EXERCISE DETAILS:
Reproduce word for word the part of the film passage below that opens with the words containing "Chronicle of a" and closes with "alongside Ha Ji-won.".

SOURCE PASSAGE:
Chronicle of a Blood Merchant () is a 2015 South Korean film adaptation of the bestselling 1995 Chinese novel of the same title by Yu Hua. The film, set in 1950s Korea, was co-written and directed by Ha Jung-woo, and he also starred alongside Ha Ji-won.

Plot
Set in a village right after the Korean War, poor but good-hearted Heo Sam-gwan sets out to win the most beautiful girl in the village, Heo Ok-ran, by selling his blood to earn money. Years later, the two are happily married with three children, but their family undergoes a crisis when Sam-gwan's eldest son doesn't resemble him and rumors spread about the boy's paternity.

SOURCE DATA:
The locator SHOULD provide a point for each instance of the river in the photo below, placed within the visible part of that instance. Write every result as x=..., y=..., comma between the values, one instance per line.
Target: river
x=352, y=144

EXERCISE OUTPUT:
Chronicle of a Blood Merchant () is a 2015 South Korean film adaptation of the bestselling 1995 Chinese novel of the same title by Yu Hua. The film, set in 1950s Korea, was co-written and directed by Ha Jung-woo, and he also starred alongside Ha Ji-won.